[START OF Entries supplied]

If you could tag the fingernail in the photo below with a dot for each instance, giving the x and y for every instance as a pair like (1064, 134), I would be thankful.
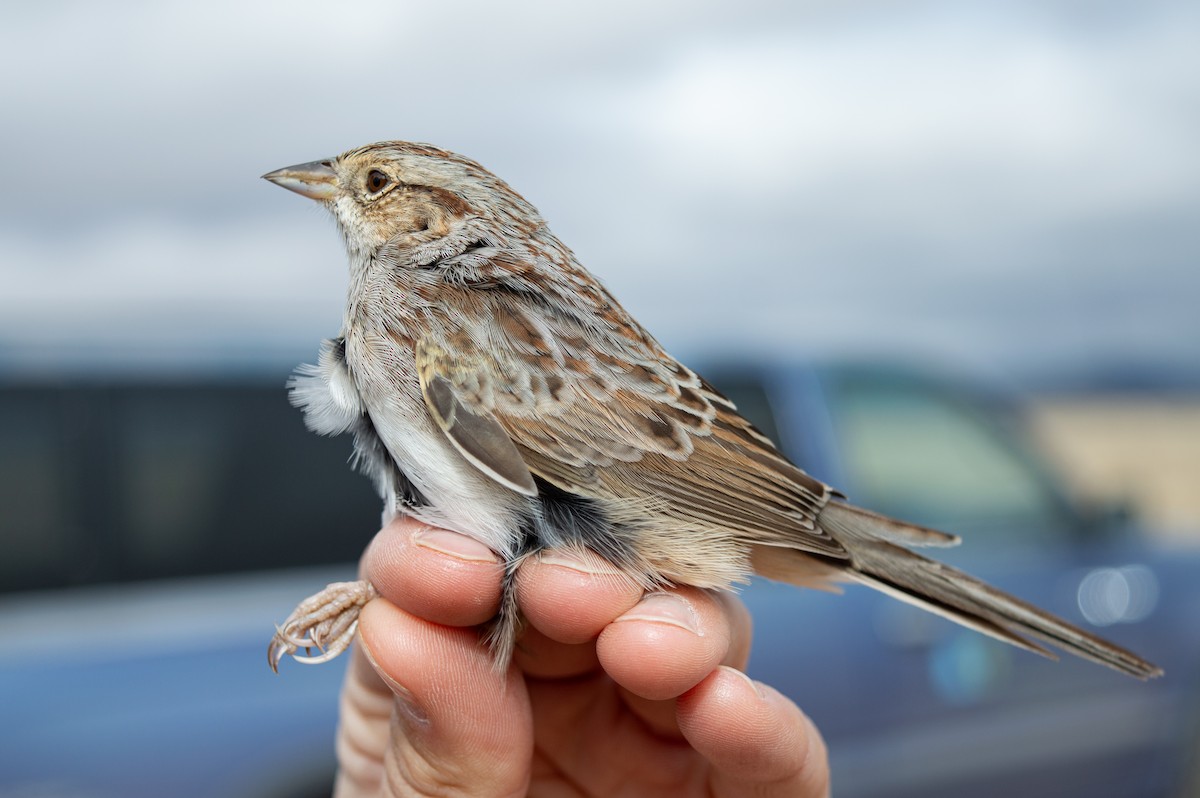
(453, 544)
(754, 685)
(585, 563)
(666, 609)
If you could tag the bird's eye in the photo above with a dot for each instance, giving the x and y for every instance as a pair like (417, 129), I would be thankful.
(377, 181)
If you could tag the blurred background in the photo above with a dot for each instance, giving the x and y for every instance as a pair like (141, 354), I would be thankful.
(909, 233)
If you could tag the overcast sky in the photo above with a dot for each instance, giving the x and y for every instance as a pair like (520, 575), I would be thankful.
(1006, 183)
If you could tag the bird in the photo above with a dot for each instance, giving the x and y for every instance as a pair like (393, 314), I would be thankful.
(493, 387)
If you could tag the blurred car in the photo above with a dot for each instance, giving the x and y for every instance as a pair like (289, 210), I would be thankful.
(154, 531)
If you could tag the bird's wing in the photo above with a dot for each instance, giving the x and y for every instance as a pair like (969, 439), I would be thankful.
(606, 413)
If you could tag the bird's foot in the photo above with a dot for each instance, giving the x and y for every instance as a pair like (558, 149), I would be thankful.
(325, 622)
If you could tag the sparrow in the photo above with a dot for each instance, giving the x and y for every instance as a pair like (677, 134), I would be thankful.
(493, 387)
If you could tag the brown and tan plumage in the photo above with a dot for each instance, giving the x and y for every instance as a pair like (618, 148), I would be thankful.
(495, 388)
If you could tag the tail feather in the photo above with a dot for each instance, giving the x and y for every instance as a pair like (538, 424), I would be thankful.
(879, 562)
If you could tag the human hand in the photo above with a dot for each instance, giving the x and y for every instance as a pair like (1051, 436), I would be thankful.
(610, 693)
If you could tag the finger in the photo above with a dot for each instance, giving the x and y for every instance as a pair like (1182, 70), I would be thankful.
(667, 642)
(568, 599)
(455, 725)
(436, 574)
(757, 742)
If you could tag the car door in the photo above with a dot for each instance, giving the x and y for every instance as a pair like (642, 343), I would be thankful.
(911, 703)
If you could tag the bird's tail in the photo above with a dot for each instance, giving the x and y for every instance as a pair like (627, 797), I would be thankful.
(879, 559)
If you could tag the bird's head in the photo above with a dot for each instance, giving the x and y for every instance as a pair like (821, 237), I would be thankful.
(383, 192)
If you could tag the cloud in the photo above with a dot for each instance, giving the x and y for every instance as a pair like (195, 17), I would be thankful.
(844, 174)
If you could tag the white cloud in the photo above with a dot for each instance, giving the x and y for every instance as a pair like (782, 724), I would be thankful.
(841, 173)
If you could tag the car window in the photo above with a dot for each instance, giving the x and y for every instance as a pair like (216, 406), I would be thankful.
(35, 527)
(927, 454)
(108, 483)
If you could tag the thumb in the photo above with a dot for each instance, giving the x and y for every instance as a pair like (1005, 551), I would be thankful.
(425, 713)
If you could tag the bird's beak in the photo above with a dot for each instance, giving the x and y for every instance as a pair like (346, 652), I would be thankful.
(316, 180)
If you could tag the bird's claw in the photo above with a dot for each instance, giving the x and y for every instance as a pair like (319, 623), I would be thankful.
(327, 622)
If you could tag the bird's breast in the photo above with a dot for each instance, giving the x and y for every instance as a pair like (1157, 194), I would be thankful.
(461, 497)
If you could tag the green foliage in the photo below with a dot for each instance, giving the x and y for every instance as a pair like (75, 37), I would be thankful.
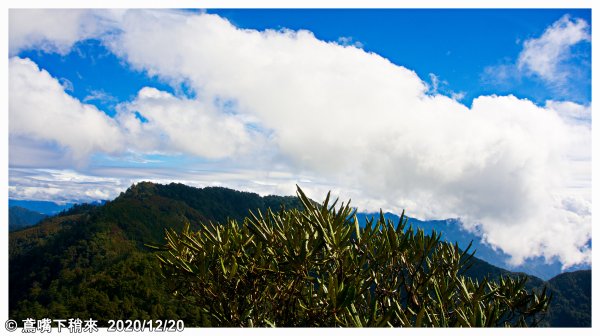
(90, 262)
(572, 303)
(317, 268)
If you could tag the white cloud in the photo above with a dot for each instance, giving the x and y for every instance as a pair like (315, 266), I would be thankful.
(366, 126)
(544, 56)
(571, 111)
(158, 121)
(56, 30)
(40, 109)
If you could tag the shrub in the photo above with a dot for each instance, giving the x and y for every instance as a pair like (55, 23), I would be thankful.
(317, 268)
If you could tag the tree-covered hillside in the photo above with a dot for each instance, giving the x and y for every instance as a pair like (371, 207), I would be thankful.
(91, 262)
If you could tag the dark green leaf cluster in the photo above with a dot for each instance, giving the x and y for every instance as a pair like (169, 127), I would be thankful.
(317, 268)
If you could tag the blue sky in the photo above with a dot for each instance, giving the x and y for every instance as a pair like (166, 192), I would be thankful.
(483, 115)
(456, 45)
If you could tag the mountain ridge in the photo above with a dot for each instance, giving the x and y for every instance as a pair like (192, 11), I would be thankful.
(91, 259)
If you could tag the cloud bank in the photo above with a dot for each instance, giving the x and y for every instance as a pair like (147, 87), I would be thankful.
(544, 56)
(518, 172)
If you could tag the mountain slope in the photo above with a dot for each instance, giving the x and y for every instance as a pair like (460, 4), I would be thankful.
(19, 217)
(45, 207)
(572, 303)
(90, 261)
(452, 231)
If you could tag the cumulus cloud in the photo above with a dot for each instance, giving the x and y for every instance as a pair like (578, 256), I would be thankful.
(157, 121)
(56, 30)
(545, 56)
(369, 128)
(40, 109)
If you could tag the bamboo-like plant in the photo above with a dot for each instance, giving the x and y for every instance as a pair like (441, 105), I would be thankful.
(317, 268)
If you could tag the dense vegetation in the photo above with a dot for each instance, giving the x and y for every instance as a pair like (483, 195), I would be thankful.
(317, 268)
(90, 261)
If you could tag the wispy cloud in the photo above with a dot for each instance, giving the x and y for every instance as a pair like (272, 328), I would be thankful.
(546, 56)
(352, 119)
(548, 59)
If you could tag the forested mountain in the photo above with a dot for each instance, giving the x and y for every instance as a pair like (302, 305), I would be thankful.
(453, 231)
(19, 217)
(44, 207)
(91, 262)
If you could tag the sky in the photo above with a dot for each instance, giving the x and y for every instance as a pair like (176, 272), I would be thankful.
(482, 115)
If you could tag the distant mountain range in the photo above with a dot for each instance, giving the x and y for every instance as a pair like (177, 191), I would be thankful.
(19, 217)
(90, 261)
(452, 231)
(44, 207)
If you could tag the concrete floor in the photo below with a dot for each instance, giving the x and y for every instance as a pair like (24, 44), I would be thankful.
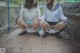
(30, 43)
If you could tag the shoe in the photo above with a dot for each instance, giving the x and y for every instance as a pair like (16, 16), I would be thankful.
(45, 34)
(37, 34)
(22, 33)
(58, 35)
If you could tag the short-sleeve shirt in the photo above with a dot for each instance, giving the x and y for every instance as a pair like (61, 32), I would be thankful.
(29, 14)
(54, 15)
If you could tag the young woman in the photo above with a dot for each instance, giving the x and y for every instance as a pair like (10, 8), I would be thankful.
(29, 15)
(53, 16)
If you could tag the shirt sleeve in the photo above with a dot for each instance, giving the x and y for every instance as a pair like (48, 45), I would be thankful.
(61, 15)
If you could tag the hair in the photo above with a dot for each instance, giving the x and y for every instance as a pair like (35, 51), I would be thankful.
(30, 4)
(50, 5)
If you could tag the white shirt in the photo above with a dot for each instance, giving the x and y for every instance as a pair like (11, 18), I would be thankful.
(29, 14)
(54, 16)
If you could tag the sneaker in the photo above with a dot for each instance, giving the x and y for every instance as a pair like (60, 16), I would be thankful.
(45, 34)
(22, 33)
(58, 35)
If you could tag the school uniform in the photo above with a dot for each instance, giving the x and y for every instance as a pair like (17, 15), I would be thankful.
(55, 15)
(28, 15)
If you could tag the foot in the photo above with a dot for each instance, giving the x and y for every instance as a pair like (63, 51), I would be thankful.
(45, 34)
(58, 35)
(22, 33)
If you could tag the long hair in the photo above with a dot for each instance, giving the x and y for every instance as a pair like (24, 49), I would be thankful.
(30, 4)
(50, 5)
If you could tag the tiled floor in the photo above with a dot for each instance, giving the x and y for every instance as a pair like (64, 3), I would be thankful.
(30, 43)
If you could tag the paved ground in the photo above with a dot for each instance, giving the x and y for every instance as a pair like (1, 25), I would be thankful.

[END OF Entries supplied]

What the task asks>
Output all of the entries verbatim, leaving out any images.

Complete response>
If you could tag the fingernail in the photo below with a dot for each instance, giving the x and y for every instance as a pair like (1064, 134), I would be thankful.
(453, 544)
(754, 685)
(585, 563)
(666, 609)
If you could tag the bird's eye in the photo above with a dot for each instance, giving the x and y for every instance as a pair like (417, 129), I would be thankful.
(377, 181)
If you could tag the blurred background in the photo above with a dot for each instance, giving the x and y for every instance as a pair like (141, 354), I would be thankful.
(909, 233)
If you could tag the overcast sky in the photo above with a dot for each instance, giving the x and y for every instance as a pair like (520, 575), I would be thankful.
(1006, 183)
If you could tag the bird in the photo above with a dot for each instance, giving the x and y for every instance as a pair like (393, 314), I would be thankful.
(493, 387)
If you could tag the blurred car in the photo above with a dot for each instance, giving the x and y for every instance as a pair like (289, 210), I would be thankful.
(154, 531)
If you could tag the bird's wing in the photo above with a dot for each instance, giving the x and y for every instance as a pair like (969, 439), I would be thankful.
(606, 413)
If you could tag the bird's foot in the photo above with a dot for each instance, giving the x and y for every instance as a pair like (558, 149), I would be thankful.
(325, 622)
If you could tag the sparrow in the photo above with a dot for each instance, giving the x and y for every instance as a pair like (677, 134), I would be thankful.
(493, 387)
If you could tag the brown and tan plumage in the photo above with a dot for each instance, giving the x and y for every instance as a pair like (618, 148), I would be thankful.
(495, 388)
If you could tag the tail feather in the photo above with a dot for each instance, giving the x and y for every instance as a pair like (538, 424), I would be thankful.
(879, 562)
If you could tag the human hand in the photo above with a dot for each instance, giving the x and y for every instance as a pair like (1051, 436), I would be thankful.
(610, 693)
If you could tag the finger in the photo above with a dot for each instance, giving the x and y for every instance as a pair like (1182, 70), I would be thankful.
(667, 642)
(568, 599)
(455, 725)
(436, 574)
(757, 742)
If you could tag the car door in the photo above with a dot for each instance, giving the x and y for every instance as a pair like (642, 343), I would be thankful.
(911, 703)
If you could tag the bird's tail in the photo above with a dot for each instance, giving the x and y for every instance as a pair like (627, 797), I would be thankful.
(879, 559)
If you could tag the bird's head in the photo above with a dot for each instance, giving the x and y for every instance as a pair like (821, 237), I would be thankful.
(383, 192)
If you could tag the cloud in the photo above with a dot for each instance, giving the x and y for every instance as a pair like (195, 17), I would be thankful.
(844, 174)
If you could tag the white cloud in the photo above with a dot for each instance, giving the x and y for every instance as a pair like (782, 724), I would be thankful.
(841, 173)
If you could tag the car window in the photo above with a dot for each instance, giving the x and y for every instance as a pair like (216, 406), I would be thankful.
(35, 527)
(927, 454)
(108, 483)
If you could tag the thumb in the photo above with a dot for each instance, giving the x and y for every instance as a pair like (1005, 551), I would be thankful.
(425, 713)
If you could tag the bird's beak in the photo above with a dot for each instance, giving the x and y for every instance as a pair like (346, 652), I would be thankful.
(316, 180)
If you could tag the bird's claw in the photo above with a dot for each instance, giving the x and y for every instance as a pair like (319, 623), I would be thankful.
(327, 622)
If you could tag the bird's breast in the photo above with a dot for each instance, giving the x and y for every instance as a pair like (1157, 194), I would be thankful.
(461, 497)
If you could tag the green foliage in the photo below with a dot for each instance, giving the x and y for every instance as a pair like (75, 37), I would be thankful.
(90, 262)
(572, 303)
(317, 268)
If you could tag the white cloud in the photo above with a dot for each instance, giving the x and y for every instance as a pair like (315, 266), I would be thankful.
(366, 126)
(544, 56)
(571, 111)
(158, 121)
(56, 30)
(40, 109)
If you could tag the shrub in the photo above with a dot for each instance, giving the x and y for every instance as a pair like (55, 23), I would be thankful.
(317, 268)
If you could tag the tree-covered hillside in the photo above with a dot for each instance, giving the x and y for every instance as a pair like (371, 207), I would be thankful.
(91, 262)
If you could tag the dark green leaf cluster in the photo above with a dot for each instance, giving the x and y for every instance as a pair like (169, 127), I would be thankful.
(317, 268)
If you could tag the blue sky in the photo above with a dot for each instance, giving the x and y for every instance as a pair like (166, 192), I would be thankful.
(483, 115)
(456, 45)
If you could tag the mountain ridge in the photo above with a dot for each instance, giving the x and y for every instance as a pair like (192, 11), I would be thankful.
(91, 259)
If you could tag the cloud bank in the photo above with a dot for each instance, giving the x and y for every instance as a pair like (147, 87), I would be thankful.
(544, 56)
(518, 172)
If you could tag the mountain slope in the photo above with a dot for each instance, giving the x and y for every instance as a pair like (460, 4), I would be thankful.
(19, 217)
(45, 207)
(572, 303)
(90, 261)
(452, 231)
If you could tag the cumulus cloud in the photo above with a dot for each instance, giving the x and y for every instance as a pair like (578, 256), I would be thankful.
(157, 121)
(56, 30)
(545, 56)
(369, 128)
(40, 109)
If you could tag the bamboo-like plant in the photo above with a dot for each instance, giving the x and y for every instance as a pair like (441, 105), I would be thankful.
(317, 268)
If you could tag the dense vegetation in the photo above with a dot for each instance, giving the x and y for every instance as a pair like (483, 195), I would be thankful.
(317, 268)
(90, 261)
If you could tag the wispy cloud in the photo above with a dot for each instance, giving the x and y for every instance as a pair like (272, 328), I would be thankful.
(546, 56)
(352, 119)
(548, 59)
If you could tag the forested mountain in the photo above with a dot for each instance, giving the x and y for every instance as a pair like (302, 305), I would be thankful.
(453, 231)
(19, 217)
(44, 207)
(91, 262)
If you could tag the sky in the photo above with a dot for each instance, giving the x and y for every instance as a pair like (176, 272), I would be thankful.
(482, 115)
If you could tag the distant mountain range in the photo above with a dot for each instance, giving the x and y for every instance as a pair like (177, 191), I would be thankful.
(19, 217)
(90, 261)
(452, 231)
(44, 207)
If you could tag the concrete floor in the photo below with a dot for each instance, giving the x and y for every instance as a pair like (24, 44), I would be thankful.
(30, 43)
If you could tag the shoe in the photo above with a dot for each instance, giving the x and y for every instance as a pair like (16, 16), I would be thankful.
(45, 34)
(37, 34)
(22, 33)
(58, 35)
If you could tag the short-sleeve shirt in the photo above with a dot for each instance, giving the x and y for every instance as a pair like (61, 32), I would be thankful.
(29, 14)
(54, 15)
If you could tag the young woman in the photo above with a dot for each instance, giving the x and y for every instance as a pair like (10, 8), I would be thankful.
(29, 15)
(53, 16)
If you could tag the shirt sleeve in the photo above with a dot for each instance, giving the x and y for every instance as a pair like (48, 45), I would be thankful.
(61, 15)
If you could tag the hair in the photo above with a dot for each instance, giving the x and y for every instance as a pair like (35, 51), I would be thankful.
(30, 4)
(50, 5)
If you could tag the white shirt in the photo above with a dot for each instance, giving the x and y for every instance as a pair like (11, 18), I would be thankful.
(29, 14)
(54, 16)
If you could tag the sneaker in the photo above with a dot for each instance, giving the x and y for every instance as a pair like (60, 16), I would be thankful.
(45, 34)
(22, 33)
(58, 35)
If you could tag the school uniform in the photo above with a dot for each instance, giving the x and y for every instance as a pair like (17, 15), I would be thankful.
(55, 15)
(28, 15)
If you could tag the foot in the photo above with a dot for each instance, giving the x and y for every instance as a pair like (63, 51), I would be thankful.
(45, 34)
(58, 35)
(22, 33)
If you could tag the long hair in the photo above with a dot for each instance, giving the x and y for every instance as a pair like (24, 49), I would be thankful.
(30, 4)
(50, 5)
If you could tag the tiled floor in the photo above with a dot for each instance, giving the x and y for every instance as a pair like (64, 3), I would be thankful.
(30, 43)
If you could tag the paved ground in the photo above with a dot for each instance, giving the x and y for every instance as a pair like (1, 25), I would be thankful.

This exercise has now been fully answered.